__Selected excerpt__

• • • • •

Deposits increased 1.8% to $6,778,354 at March 31, 2006, from $6,656,426 at December 31, 2005. The increase in deposits is primarily the result of the Companys internal sales programs to organically grow deposits. As a result of the LFIN acquisition, the Company strategically reduced certain deposit categories of LFIN such as brokered deposits and certain public fund deposits because of the high expense associated with those types of funding. The Company has not traditionally sought brokered deposits as a funding source and the Company has not aggressively pursued public fund deposits because of the lack of relationships those deposits carry.
20
Foreign Operations
On March 31, 2006, the Company had $10,482,202,000 of consolidated assets, of which approximately $292,739,000, or 2.8%, was related to loans outstanding to borrowers domiciled in foreign countries, compared to $281,947,000, or 2.7%, at December 31, 2005. Of the $292,739,000, 80.0% is directly or indirectly secured by U.S. assets, certificates of deposits and real estate; 17.0% is secured by Mexican real estate; .3% is secured by Mexican real estate related to maquiladora plants and guaranteed under lease obligations primarily by U.S. companies, many of which are on the Fortune 500 list of companies; 2.5% is unsecured; and .2% represents accrued interest receivable on the portfolio.

• • • • •

__Objective 1__
According to the bank filing excerpt, what share of the loans to borrowers domiciled in foreign countries is unsecured?
__Objective 2__
Render the dataset rows as a numbered list, from the first line of the rows through the line that contains "x=327 y=137", both included, and leave out any blank lines.

__Dataset rows__

• • • • •

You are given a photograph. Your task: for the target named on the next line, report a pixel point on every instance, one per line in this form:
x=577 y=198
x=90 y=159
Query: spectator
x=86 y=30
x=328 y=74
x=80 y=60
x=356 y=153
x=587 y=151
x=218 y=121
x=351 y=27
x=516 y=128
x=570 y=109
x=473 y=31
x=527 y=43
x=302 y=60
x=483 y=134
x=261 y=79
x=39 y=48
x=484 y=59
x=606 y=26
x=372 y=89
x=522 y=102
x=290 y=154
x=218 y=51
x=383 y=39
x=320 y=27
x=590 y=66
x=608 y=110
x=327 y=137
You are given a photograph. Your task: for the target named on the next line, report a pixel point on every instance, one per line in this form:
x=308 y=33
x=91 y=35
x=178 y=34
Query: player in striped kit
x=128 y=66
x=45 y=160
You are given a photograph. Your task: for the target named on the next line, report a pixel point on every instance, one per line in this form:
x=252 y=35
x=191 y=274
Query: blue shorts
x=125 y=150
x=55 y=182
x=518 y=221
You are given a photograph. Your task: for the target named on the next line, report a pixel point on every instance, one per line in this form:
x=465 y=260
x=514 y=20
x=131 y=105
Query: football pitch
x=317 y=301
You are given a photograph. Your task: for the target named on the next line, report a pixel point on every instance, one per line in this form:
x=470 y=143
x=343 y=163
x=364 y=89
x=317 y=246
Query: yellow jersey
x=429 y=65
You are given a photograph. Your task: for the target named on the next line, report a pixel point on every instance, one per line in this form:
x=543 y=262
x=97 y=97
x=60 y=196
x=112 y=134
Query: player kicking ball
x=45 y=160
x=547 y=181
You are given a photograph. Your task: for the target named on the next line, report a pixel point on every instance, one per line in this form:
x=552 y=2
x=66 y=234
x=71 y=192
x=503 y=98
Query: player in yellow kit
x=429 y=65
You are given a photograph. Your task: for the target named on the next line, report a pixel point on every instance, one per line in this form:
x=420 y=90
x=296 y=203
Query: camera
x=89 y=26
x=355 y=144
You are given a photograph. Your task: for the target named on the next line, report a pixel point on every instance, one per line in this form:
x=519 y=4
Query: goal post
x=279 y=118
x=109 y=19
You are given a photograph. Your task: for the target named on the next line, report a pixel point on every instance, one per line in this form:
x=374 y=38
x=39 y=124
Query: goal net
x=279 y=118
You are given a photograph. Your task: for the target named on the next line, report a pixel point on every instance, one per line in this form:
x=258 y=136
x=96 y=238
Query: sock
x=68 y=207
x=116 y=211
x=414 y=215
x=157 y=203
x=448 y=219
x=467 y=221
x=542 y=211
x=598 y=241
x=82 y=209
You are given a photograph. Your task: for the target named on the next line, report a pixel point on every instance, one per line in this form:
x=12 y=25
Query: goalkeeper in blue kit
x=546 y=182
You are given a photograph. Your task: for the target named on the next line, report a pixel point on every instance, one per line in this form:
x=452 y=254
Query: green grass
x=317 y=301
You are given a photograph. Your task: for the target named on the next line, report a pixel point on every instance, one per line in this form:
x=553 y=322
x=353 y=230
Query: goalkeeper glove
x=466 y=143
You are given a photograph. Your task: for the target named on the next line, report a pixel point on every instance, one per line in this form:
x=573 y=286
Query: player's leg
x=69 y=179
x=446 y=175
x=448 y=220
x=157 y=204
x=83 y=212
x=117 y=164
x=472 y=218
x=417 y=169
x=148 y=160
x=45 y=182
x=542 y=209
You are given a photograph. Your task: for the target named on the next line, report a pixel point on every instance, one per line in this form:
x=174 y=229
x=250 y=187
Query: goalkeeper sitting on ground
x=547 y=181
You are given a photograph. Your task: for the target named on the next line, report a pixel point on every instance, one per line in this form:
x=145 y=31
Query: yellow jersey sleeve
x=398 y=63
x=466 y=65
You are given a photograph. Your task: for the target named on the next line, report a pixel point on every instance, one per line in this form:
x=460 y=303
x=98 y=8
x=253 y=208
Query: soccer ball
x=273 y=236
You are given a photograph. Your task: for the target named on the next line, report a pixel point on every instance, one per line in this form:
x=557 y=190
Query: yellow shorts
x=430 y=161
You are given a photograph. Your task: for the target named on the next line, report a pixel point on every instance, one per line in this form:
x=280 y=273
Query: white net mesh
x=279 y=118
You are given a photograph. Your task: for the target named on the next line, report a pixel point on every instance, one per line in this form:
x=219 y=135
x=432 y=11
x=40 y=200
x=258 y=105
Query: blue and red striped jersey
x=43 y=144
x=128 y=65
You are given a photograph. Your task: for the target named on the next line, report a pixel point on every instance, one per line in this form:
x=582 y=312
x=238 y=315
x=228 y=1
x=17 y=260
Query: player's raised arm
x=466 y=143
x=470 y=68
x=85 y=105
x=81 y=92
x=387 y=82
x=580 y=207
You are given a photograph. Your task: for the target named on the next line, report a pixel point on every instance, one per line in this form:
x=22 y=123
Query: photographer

• • • • •

__Correct result 1__
2.5% of those loans is unsecured.

__Correct result 2__
1. You are given a photograph. Your task: for the target named on the next line, report a pixel point on every instance, one per line in this form:
2. x=577 y=198
3. x=90 y=159
4. Query: spectator
5. x=86 y=30
6. x=328 y=74
7. x=80 y=60
8. x=356 y=153
9. x=587 y=151
10. x=218 y=121
11. x=351 y=27
12. x=516 y=128
13. x=570 y=109
14. x=473 y=31
15. x=527 y=43
16. x=302 y=60
17. x=483 y=134
18. x=261 y=79
19. x=39 y=48
20. x=484 y=59
21. x=606 y=26
22. x=372 y=89
23. x=522 y=102
24. x=290 y=154
25. x=218 y=51
26. x=383 y=39
27. x=320 y=27
28. x=590 y=66
29. x=608 y=110
30. x=327 y=137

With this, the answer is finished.